__Task details__
Copy the line with "Please indicate the yellow" and all lines following it through the last line of the entries, exactly as written.

__Dataset extract__
======

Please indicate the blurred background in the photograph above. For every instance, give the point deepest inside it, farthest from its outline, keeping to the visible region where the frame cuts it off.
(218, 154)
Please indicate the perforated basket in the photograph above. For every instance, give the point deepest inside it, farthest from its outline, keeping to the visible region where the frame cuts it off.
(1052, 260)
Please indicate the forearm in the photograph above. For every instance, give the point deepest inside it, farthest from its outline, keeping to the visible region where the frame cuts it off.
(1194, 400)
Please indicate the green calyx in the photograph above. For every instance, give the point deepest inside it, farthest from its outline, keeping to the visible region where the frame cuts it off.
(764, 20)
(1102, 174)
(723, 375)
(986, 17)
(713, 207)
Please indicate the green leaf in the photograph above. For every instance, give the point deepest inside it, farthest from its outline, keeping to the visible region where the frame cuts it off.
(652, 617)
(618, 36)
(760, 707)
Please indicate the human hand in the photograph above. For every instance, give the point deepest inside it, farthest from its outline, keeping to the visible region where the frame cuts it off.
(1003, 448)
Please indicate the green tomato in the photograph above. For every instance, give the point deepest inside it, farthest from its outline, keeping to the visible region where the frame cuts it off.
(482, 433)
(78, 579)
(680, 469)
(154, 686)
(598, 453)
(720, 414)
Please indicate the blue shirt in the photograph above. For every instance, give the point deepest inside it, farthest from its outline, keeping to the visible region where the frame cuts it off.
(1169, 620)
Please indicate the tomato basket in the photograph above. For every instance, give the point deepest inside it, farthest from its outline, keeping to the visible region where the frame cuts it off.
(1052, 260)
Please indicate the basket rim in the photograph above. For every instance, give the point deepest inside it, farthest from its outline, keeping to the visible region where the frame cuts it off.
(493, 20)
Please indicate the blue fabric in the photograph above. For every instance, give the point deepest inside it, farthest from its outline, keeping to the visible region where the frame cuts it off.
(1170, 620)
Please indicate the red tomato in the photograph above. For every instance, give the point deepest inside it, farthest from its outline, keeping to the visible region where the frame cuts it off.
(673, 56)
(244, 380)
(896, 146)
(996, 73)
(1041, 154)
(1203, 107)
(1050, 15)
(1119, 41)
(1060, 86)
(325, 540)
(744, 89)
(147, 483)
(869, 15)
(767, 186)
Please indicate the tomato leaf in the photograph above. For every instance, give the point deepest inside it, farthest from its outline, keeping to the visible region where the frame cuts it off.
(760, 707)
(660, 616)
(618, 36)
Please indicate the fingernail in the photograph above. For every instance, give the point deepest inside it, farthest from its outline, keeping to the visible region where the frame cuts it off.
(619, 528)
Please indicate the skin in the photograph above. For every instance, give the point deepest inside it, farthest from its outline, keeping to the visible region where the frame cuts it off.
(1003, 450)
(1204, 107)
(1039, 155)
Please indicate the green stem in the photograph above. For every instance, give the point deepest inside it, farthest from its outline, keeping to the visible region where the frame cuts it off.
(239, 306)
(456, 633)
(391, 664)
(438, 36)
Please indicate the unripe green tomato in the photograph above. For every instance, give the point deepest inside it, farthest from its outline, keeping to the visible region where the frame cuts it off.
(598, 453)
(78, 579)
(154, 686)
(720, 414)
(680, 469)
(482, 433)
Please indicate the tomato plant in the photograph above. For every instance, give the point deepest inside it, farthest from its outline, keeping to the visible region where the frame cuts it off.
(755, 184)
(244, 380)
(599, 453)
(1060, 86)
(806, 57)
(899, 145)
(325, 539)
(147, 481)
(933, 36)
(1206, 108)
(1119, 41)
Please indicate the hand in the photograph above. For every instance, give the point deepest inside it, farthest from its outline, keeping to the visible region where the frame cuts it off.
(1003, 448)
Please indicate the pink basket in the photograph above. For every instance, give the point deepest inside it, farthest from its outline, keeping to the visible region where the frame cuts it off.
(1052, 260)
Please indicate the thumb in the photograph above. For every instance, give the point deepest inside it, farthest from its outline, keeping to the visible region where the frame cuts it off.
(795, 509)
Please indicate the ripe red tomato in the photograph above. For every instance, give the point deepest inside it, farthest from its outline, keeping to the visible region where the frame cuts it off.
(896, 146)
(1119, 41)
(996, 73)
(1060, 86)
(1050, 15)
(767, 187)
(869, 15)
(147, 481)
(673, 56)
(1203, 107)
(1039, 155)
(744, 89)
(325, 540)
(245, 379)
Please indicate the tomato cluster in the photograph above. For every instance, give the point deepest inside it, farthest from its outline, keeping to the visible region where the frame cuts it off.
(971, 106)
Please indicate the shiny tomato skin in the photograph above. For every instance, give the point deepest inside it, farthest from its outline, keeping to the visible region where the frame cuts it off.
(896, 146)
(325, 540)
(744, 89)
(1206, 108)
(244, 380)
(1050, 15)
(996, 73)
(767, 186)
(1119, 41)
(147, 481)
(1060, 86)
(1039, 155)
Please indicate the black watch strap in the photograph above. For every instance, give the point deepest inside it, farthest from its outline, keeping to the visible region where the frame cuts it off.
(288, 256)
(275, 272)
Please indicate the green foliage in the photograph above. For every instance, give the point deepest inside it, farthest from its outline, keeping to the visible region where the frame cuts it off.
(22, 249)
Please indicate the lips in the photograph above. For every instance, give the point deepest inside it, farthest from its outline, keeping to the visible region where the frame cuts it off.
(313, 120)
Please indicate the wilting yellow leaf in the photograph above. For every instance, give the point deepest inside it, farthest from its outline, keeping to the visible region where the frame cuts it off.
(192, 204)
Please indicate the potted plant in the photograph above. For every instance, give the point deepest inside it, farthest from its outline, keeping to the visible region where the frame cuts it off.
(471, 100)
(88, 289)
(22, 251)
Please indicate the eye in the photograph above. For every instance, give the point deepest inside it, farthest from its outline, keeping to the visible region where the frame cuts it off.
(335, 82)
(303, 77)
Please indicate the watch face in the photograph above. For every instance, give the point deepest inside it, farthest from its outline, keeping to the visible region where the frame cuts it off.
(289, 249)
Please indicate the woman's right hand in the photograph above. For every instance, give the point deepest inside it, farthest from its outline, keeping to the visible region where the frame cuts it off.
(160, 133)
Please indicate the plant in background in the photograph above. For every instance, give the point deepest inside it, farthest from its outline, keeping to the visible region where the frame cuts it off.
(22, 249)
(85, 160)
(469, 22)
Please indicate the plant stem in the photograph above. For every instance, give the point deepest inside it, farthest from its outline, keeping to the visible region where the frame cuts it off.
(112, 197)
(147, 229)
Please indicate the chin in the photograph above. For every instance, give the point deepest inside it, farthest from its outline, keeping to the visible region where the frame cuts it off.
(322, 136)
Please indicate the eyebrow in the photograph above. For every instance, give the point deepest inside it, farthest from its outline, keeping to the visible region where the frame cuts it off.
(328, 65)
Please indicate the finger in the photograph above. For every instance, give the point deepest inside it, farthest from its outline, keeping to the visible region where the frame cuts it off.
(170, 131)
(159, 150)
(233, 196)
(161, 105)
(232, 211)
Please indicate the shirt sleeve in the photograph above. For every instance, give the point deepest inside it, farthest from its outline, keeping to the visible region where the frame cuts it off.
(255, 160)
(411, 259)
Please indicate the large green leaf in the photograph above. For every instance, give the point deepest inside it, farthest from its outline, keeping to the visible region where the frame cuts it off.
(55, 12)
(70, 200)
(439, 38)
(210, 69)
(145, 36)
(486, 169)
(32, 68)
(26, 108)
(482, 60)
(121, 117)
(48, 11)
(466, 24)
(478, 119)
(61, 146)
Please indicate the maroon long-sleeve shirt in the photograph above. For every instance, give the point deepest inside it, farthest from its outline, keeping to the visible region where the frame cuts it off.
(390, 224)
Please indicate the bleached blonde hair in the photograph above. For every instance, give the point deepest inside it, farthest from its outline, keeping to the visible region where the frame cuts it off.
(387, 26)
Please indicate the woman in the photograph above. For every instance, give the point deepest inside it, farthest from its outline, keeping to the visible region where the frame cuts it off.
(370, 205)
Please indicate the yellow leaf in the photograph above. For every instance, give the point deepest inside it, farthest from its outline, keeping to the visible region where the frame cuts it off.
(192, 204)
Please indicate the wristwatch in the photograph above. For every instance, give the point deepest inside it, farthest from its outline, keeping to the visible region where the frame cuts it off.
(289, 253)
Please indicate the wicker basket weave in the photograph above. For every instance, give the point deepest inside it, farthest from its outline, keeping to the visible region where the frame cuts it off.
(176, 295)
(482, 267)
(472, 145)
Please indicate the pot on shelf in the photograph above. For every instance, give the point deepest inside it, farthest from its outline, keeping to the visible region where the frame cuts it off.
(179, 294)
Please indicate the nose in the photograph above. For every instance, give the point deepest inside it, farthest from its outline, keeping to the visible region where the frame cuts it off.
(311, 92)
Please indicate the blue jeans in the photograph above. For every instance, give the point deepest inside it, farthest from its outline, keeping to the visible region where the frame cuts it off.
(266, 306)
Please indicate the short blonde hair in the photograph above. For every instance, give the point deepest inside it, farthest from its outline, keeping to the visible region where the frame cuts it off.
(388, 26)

======

__The solution__
Please indicate the yellow leaf in the photograph above. For every instance, give the point deepest inside it, farthest from its outline, keeping to the visible region where the frame cuts it off.
(192, 204)
Please indicate the wristwatch in the photograph above. For every instance, give the point deepest inside it, farthest from its outline, keeping to the visible region where the frame cuts it off.
(289, 253)
Please indicate the wicker basket weave in the photograph above. For every instance, give the point deepest inside it, farthest from its outline, keeping to the visible region where the frame cuts it off.
(176, 295)
(482, 267)
(472, 145)
Please indicate the pot on shelf in the photograph above. For every instance, give the point deepest inside it, farthest from its outline, keeping to the visible region where the frame cuts it off.
(179, 294)
Please indicate the nose in the photograph above. For every instance, give the point deepest inside it, farthest from its outline, keeping to the visible region where the frame cuts it off.
(311, 92)
Please indicate the blue jeans in the photograph above. For every instance, give the point deepest inside it, farthest from its outline, keeping to the visible region where the frame cuts it off.
(266, 306)
Please indicate the short blonde hair in the photograph above. For every instance, give the point deepest inside it, farthest from its outline, keeping to the visible region where the frame cuts it off.
(388, 26)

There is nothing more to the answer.